TASK REQUIREMENTS:
Every record, from the first line to the last, needs to be given again exactly.

[Collected data entries]
======
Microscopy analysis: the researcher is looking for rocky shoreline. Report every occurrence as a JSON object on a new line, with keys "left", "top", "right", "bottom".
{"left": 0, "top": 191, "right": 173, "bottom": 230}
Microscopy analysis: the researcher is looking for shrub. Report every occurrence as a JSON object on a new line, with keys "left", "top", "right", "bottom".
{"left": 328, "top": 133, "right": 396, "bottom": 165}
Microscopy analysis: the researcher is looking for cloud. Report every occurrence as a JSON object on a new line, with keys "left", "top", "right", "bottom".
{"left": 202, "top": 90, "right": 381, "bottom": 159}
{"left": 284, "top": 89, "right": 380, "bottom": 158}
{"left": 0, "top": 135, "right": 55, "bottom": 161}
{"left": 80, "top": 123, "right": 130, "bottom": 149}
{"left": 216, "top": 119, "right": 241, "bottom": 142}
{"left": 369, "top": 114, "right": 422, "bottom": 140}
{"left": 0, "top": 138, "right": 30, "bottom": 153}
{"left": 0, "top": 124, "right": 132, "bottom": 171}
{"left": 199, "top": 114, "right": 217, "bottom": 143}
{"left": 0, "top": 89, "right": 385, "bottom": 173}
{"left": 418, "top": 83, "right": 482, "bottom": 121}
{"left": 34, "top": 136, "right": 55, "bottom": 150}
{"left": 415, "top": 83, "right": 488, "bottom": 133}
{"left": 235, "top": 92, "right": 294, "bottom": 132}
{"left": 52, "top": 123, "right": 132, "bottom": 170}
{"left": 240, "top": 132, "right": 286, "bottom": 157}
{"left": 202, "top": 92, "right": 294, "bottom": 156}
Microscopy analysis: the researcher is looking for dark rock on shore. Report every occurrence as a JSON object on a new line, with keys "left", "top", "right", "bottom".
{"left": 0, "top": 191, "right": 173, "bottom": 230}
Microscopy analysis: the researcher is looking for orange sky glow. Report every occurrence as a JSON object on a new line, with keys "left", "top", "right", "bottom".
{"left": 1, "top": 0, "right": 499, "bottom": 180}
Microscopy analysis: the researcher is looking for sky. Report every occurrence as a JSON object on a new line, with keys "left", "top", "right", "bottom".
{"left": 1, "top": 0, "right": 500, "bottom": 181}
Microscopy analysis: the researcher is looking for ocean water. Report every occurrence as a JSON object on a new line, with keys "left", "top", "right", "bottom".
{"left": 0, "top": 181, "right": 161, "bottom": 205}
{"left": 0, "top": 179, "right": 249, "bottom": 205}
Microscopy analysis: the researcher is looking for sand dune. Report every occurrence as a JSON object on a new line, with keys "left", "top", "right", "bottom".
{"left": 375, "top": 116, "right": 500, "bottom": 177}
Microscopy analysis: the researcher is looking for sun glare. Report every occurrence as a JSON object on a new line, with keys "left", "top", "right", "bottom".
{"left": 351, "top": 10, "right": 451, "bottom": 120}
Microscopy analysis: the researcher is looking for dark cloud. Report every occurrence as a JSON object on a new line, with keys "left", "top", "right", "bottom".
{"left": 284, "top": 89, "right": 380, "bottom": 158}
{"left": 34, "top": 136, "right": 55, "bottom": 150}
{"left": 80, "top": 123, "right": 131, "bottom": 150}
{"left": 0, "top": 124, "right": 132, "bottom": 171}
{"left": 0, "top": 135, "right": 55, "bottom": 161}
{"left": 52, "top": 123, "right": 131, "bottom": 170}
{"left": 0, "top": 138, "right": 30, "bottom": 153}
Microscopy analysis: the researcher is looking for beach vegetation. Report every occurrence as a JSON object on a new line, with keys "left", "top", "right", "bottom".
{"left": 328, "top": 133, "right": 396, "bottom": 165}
======
RESULT OF THE EXERCISE:
Microscopy analysis: the researcher is looking for rocky shoreline. Report every occurrence as a JSON object on a new line, with keys "left", "top", "right", "bottom".
{"left": 0, "top": 191, "right": 173, "bottom": 230}
Microscopy analysis: the researcher is looking for shrub. Report every occurrence as a JSON object on a new line, with keys "left", "top", "right", "bottom".
{"left": 328, "top": 133, "right": 396, "bottom": 165}
Microscopy analysis: the researcher is looking for cloud. Report every occurrence as a JSON object on a new line, with keys "left", "top", "right", "bottom".
{"left": 202, "top": 90, "right": 381, "bottom": 159}
{"left": 284, "top": 89, "right": 380, "bottom": 158}
{"left": 0, "top": 135, "right": 55, "bottom": 161}
{"left": 80, "top": 123, "right": 130, "bottom": 149}
{"left": 216, "top": 119, "right": 241, "bottom": 142}
{"left": 369, "top": 114, "right": 422, "bottom": 140}
{"left": 0, "top": 138, "right": 30, "bottom": 153}
{"left": 0, "top": 124, "right": 132, "bottom": 171}
{"left": 199, "top": 114, "right": 217, "bottom": 143}
{"left": 0, "top": 89, "right": 385, "bottom": 173}
{"left": 418, "top": 83, "right": 482, "bottom": 121}
{"left": 34, "top": 136, "right": 55, "bottom": 150}
{"left": 415, "top": 83, "right": 488, "bottom": 133}
{"left": 235, "top": 92, "right": 294, "bottom": 132}
{"left": 52, "top": 123, "right": 132, "bottom": 170}
{"left": 240, "top": 132, "right": 286, "bottom": 157}
{"left": 202, "top": 92, "right": 294, "bottom": 156}
Microscopy analysis: the researcher is looking for dark rock on shore. Report every occurrence as a JSON object on a new line, with keys "left", "top", "right", "bottom".
{"left": 0, "top": 191, "right": 173, "bottom": 230}
Microscopy analysis: the researcher is looking for orange sky glow. Report every occurrence as a JSON object on a new line, with keys "left", "top", "right", "bottom".
{"left": 1, "top": 0, "right": 499, "bottom": 180}
Microscopy analysis: the researcher is looking for sky. Report every occurrence as a JSON object on a new line, with keys "left", "top", "right", "bottom".
{"left": 1, "top": 0, "right": 500, "bottom": 181}
Microscopy analysis: the researcher is looking for ocean water. Report every occurrence as a JSON object on a new line, with keys "left", "top", "right", "bottom".
{"left": 0, "top": 181, "right": 161, "bottom": 205}
{"left": 0, "top": 179, "right": 249, "bottom": 205}
Microscopy analysis: the researcher is looking for sand dune. Report every occurrence as a JSON object on a new line, with keys "left", "top", "right", "bottom".
{"left": 375, "top": 116, "right": 500, "bottom": 177}
Microscopy analysis: the researcher is looking for sun glare. Report every occurrence as a JSON object on a new line, with keys "left", "top", "right", "bottom".
{"left": 351, "top": 10, "right": 451, "bottom": 120}
Microscopy analysis: the researcher is looking for dark cloud. Report every occurrence as a JSON object on a new line, with keys "left", "top", "right", "bottom".
{"left": 284, "top": 89, "right": 380, "bottom": 158}
{"left": 34, "top": 136, "right": 55, "bottom": 150}
{"left": 80, "top": 123, "right": 131, "bottom": 150}
{"left": 0, "top": 124, "right": 132, "bottom": 171}
{"left": 0, "top": 135, "right": 55, "bottom": 161}
{"left": 52, "top": 123, "right": 131, "bottom": 170}
{"left": 0, "top": 138, "right": 30, "bottom": 153}
Microscopy analysis: the researcher is looking for beach vegetation. Report every occurrence as a JSON object on a new line, with keys "left", "top", "right", "bottom".
{"left": 328, "top": 133, "right": 396, "bottom": 165}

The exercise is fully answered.